Tasks to perform:
**a)** In the excerpt on appellate interference with judicial discretion, which case is cited as having earlier addressed the law on the matter?
**b)** Carry on the excerpt on appellate interference with judicial discretion, picking up after its final sentence.

26. The law on the matter was earlier addressed in the case of Mbogo & Another v Shah [1969] EA 93, where it was held, inter alia, that:“An appellate court will interfere if the exercise of the discretion is clearly wrong because the judge has misdirected himself or acted on matters which he should not have acted upon or failed to take into consideration matters which it should be taken into consideration and in doing so arrived at a wrong conclusion. It is trite law that an appellate court should not interfere with the exercise of the discretion of a judge unless satisfied that the judge in exercising his discretion has misdirected himself and has been clearly wrong in the exercise of the discretion and that as a result there has been injustice.”

Data excerpts:
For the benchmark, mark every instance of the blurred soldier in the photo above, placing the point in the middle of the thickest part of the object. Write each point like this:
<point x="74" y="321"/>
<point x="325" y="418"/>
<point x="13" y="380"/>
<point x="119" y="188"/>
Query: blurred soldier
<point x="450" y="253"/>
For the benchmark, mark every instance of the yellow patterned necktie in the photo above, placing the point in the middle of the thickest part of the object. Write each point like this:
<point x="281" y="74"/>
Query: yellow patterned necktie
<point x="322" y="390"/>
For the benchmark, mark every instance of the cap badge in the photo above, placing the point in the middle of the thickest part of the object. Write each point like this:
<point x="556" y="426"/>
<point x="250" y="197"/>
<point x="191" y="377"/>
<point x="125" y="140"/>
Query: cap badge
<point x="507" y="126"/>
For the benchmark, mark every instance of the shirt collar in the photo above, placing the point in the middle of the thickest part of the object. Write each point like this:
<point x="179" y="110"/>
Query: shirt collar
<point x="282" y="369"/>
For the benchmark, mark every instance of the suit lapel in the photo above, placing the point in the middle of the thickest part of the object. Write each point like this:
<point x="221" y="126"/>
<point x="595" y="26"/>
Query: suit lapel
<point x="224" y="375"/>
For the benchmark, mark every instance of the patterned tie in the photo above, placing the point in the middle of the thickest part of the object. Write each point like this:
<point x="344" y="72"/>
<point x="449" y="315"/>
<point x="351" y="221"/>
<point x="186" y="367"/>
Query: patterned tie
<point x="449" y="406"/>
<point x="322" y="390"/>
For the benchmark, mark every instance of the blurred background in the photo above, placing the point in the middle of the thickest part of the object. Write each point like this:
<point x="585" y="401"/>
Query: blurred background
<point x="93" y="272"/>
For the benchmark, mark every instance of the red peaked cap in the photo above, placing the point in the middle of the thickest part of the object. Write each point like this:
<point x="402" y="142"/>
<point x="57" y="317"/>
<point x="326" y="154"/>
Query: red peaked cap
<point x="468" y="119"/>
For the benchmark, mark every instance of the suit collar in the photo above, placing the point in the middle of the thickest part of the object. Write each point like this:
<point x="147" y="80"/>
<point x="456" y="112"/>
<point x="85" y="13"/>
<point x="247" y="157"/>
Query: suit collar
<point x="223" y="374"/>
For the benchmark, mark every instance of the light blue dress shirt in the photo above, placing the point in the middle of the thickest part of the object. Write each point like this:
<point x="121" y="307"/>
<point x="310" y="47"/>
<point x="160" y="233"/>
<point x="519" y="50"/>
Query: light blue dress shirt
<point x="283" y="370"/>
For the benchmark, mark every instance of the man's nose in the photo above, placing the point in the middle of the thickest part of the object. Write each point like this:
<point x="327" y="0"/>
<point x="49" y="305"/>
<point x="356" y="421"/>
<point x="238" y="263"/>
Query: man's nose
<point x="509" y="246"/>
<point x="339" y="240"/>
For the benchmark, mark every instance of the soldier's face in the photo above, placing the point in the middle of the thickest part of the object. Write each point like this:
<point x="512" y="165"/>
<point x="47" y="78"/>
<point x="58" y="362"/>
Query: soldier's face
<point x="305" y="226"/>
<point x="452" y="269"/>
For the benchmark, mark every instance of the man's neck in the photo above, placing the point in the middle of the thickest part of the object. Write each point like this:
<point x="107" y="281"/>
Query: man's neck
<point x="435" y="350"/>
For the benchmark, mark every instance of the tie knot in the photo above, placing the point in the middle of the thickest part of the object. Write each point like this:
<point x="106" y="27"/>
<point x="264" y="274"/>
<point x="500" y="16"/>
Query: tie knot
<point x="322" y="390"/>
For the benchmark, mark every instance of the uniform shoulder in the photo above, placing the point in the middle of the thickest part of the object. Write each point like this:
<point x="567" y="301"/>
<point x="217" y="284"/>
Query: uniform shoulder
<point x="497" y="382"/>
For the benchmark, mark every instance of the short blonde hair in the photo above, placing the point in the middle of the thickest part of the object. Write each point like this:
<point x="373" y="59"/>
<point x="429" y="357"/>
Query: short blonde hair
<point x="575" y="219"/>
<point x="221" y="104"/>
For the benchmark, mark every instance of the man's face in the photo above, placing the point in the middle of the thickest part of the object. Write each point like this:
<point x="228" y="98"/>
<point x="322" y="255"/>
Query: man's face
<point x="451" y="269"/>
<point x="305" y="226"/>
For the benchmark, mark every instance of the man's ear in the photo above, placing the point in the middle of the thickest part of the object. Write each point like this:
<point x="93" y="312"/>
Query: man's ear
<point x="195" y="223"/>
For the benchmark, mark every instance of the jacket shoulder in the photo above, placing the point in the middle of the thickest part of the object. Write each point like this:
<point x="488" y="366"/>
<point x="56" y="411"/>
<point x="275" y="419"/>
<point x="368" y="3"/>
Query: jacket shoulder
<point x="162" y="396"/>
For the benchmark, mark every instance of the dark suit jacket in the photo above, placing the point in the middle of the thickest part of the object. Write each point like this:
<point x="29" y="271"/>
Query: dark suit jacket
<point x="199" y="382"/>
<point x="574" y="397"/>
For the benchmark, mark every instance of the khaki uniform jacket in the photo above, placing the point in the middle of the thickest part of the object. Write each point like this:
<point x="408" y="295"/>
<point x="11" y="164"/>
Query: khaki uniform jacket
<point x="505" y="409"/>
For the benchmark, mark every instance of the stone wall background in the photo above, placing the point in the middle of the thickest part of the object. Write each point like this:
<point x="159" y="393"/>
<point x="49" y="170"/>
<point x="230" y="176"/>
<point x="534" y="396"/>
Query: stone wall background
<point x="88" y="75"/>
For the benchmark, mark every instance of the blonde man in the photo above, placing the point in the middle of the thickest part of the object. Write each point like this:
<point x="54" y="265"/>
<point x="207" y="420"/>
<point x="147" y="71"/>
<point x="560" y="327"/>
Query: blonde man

Answers by task:
**a)** Mbogo & Another v Shah [1969] EA 93.

**b)**
27. The Supreme Court of Kenya in the case of Apungu Arthur Kibira v Independent Electoral and Commission Boundaries & 3 Others [2019] eKLR stated:“We reiterate that in an appeal from a decision based on an exercise of discretionary power, an Appellant has to show that the decision was based on a whim, was prejudicial or was capricious. This was as determined in the New Zealand Supreme Court case of Kacem v Bashir [2010]NZSC 112; [2011]2 NLRI (Kacem) where it was held para 32]:“In this context a general appeal is to be distinguished from an appeal against the decision made in exercise of discretion. In that kind of case, the criteria for a successful appeal are stricter: (i) error of law or principle; (2) taking account of irrelevant considerations; (3) failing to take account of a relevant consideration; or (4) the decision is plainly wrong.”

28. From the facts of the case, we have an Appellant who did not find it fit to file a defence in the matter opting to file a preliminary objection that he never prosecuted leading to its dismissal. That preliminary objection was predicated on the fact that the issue canvassed in the subject proceedings had been directly and substantially in issue in HCCC No. 186 of 2015. He now raises the same issue as part of his support in the application to set aside proceedings and arrest judgement. Having failed to substantiate this issue in his preliminary objection, his bona fides are put into question.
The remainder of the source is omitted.